# start of MATERIAL FOR THIS EXERCISE

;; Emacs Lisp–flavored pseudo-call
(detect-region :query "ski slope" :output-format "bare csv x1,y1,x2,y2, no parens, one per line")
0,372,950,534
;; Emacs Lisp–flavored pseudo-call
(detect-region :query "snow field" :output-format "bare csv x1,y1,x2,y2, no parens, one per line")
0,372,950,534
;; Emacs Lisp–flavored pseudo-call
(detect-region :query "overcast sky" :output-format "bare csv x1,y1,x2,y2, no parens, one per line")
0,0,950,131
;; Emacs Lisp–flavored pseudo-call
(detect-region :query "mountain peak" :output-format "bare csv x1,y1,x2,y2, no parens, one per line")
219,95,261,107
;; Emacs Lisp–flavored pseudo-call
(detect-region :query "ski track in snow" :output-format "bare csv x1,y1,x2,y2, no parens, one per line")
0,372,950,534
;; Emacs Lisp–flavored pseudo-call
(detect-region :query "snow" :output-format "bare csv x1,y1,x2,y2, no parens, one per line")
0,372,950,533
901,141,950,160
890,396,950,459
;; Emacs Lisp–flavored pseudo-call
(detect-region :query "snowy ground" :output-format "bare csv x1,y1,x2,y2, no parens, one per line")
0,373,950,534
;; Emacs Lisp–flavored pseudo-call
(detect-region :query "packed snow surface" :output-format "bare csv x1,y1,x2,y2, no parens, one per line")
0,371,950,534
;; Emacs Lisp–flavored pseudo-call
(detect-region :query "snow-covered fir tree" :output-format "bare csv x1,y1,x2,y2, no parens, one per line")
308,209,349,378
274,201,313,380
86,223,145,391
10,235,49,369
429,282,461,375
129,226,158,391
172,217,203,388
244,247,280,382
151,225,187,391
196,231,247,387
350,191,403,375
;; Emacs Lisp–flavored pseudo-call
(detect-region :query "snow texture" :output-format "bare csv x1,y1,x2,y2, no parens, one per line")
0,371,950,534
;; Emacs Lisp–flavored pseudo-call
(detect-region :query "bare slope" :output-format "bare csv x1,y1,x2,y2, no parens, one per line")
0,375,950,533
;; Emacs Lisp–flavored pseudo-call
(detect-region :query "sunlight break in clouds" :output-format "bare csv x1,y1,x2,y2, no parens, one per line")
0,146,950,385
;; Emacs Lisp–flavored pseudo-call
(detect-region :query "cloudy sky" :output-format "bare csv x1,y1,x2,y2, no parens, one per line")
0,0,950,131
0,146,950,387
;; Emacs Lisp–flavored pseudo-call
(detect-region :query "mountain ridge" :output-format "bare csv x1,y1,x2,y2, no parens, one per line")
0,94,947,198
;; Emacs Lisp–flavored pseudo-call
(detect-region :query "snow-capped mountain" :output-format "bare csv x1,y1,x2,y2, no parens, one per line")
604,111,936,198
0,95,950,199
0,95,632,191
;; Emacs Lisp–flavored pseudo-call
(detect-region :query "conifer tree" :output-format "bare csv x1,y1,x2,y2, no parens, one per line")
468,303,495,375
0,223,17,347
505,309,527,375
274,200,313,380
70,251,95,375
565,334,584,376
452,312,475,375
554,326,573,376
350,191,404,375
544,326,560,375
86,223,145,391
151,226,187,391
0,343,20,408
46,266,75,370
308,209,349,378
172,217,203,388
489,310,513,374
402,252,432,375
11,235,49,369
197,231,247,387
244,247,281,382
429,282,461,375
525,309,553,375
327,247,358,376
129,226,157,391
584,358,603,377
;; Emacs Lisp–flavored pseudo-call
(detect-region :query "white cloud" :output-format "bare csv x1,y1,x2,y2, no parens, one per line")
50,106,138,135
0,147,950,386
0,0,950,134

# end of MATERIAL FOR THIS EXERCISE

= PROBLEM REQUIREMENTS =
Copy out the lines above without changing anything.

= EXERCISE ANSWER =
;; Emacs Lisp–flavored pseudo-call
(detect-region :query "ski slope" :output-format "bare csv x1,y1,x2,y2, no parens, one per line")
0,372,950,534
;; Emacs Lisp–flavored pseudo-call
(detect-region :query "snow field" :output-format "bare csv x1,y1,x2,y2, no parens, one per line")
0,372,950,534
;; Emacs Lisp–flavored pseudo-call
(detect-region :query "overcast sky" :output-format "bare csv x1,y1,x2,y2, no parens, one per line")
0,0,950,131
;; Emacs Lisp–flavored pseudo-call
(detect-region :query "mountain peak" :output-format "bare csv x1,y1,x2,y2, no parens, one per line")
219,95,261,107
;; Emacs Lisp–flavored pseudo-call
(detect-region :query "ski track in snow" :output-format "bare csv x1,y1,x2,y2, no parens, one per line")
0,372,950,534
;; Emacs Lisp–flavored pseudo-call
(detect-region :query "snow" :output-format "bare csv x1,y1,x2,y2, no parens, one per line")
0,372,950,533
901,141,950,160
890,396,950,459
;; Emacs Lisp–flavored pseudo-call
(detect-region :query "snowy ground" :output-format "bare csv x1,y1,x2,y2, no parens, one per line")
0,373,950,534
;; Emacs Lisp–flavored pseudo-call
(detect-region :query "packed snow surface" :output-format "bare csv x1,y1,x2,y2, no parens, one per line")
0,371,950,534
;; Emacs Lisp–flavored pseudo-call
(detect-region :query "snow-covered fir tree" :output-format "bare csv x1,y1,x2,y2, no parens, one per line")
308,209,349,378
274,201,313,380
86,223,145,391
10,235,49,369
429,282,461,375
129,226,158,391
172,217,203,388
244,247,280,382
151,225,187,391
196,231,247,387
350,191,403,375
;; Emacs Lisp–flavored pseudo-call
(detect-region :query "snow texture" :output-format "bare csv x1,y1,x2,y2, no parens, one per line")
0,371,950,534
;; Emacs Lisp–flavored pseudo-call
(detect-region :query "bare slope" :output-format "bare csv x1,y1,x2,y2, no parens, one per line")
0,375,950,533
;; Emacs Lisp–flavored pseudo-call
(detect-region :query "sunlight break in clouds" :output-format "bare csv x1,y1,x2,y2, no parens, one per line")
0,146,950,385
;; Emacs Lisp–flavored pseudo-call
(detect-region :query "cloudy sky" :output-format "bare csv x1,y1,x2,y2, no parens, one per line")
0,0,950,131
0,146,950,387
;; Emacs Lisp–flavored pseudo-call
(detect-region :query "mountain ridge" :output-format "bare csv x1,y1,x2,y2, no parens, one per line")
0,94,947,198
;; Emacs Lisp–flavored pseudo-call
(detect-region :query "snow-capped mountain" :output-format "bare csv x1,y1,x2,y2, no parens, one per line")
604,111,936,198
0,95,950,199
0,95,632,191
;; Emacs Lisp–flavored pseudo-call
(detect-region :query "conifer tree" :output-format "bare csv x1,y1,x2,y2, no parens, one per line")
468,303,495,375
0,223,17,347
505,309,527,375
274,200,313,380
70,251,95,375
565,334,584,376
452,312,475,375
554,326,573,376
350,191,404,375
544,326,560,375
86,223,145,391
151,226,187,391
0,343,20,408
46,266,75,370
308,209,349,378
172,217,203,388
489,310,513,374
402,252,432,375
11,235,49,369
197,231,247,387
244,247,281,382
429,282,461,375
525,309,553,375
327,247,358,376
129,226,157,391
584,358,603,377
;; Emacs Lisp–flavored pseudo-call
(detect-region :query "white cloud" :output-format "bare csv x1,y1,x2,y2, no parens, one per line")
50,106,138,135
0,147,950,386
0,0,950,134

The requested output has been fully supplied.